**PROBLEM REQUIREMENTS:**
Please repeat the records exactly. The pictures are to be left out.

[Saved entries]

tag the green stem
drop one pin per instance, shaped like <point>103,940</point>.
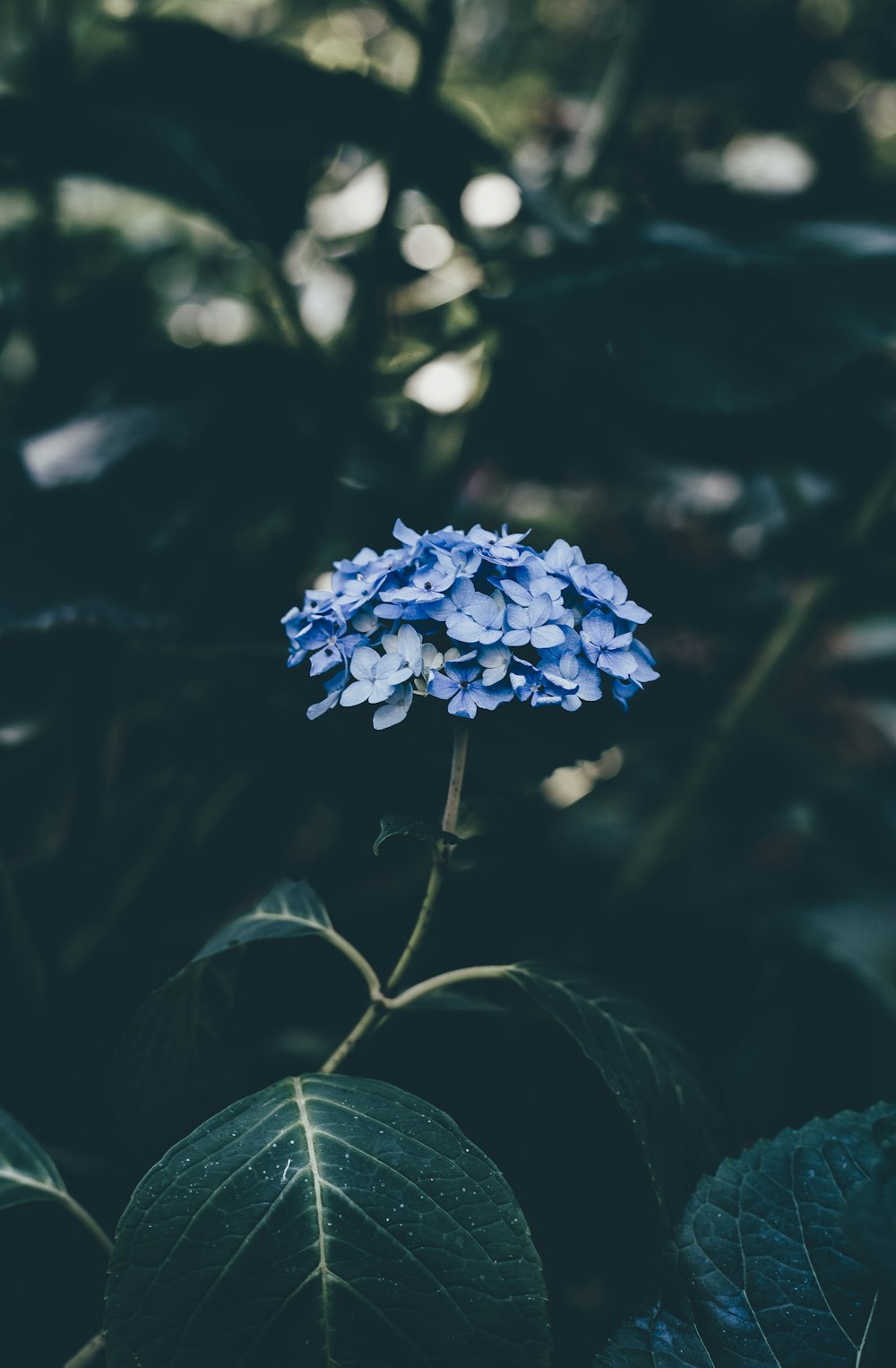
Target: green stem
<point>375,1014</point>
<point>88,1352</point>
<point>436,871</point>
<point>776,652</point>
<point>448,980</point>
<point>86,1220</point>
<point>355,955</point>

**YOUR SOLUTION:**
tag the green stem
drop one pin per instance, shaped like <point>103,940</point>.
Target: green stem
<point>375,1014</point>
<point>88,1352</point>
<point>436,871</point>
<point>776,652</point>
<point>448,980</point>
<point>86,1220</point>
<point>355,955</point>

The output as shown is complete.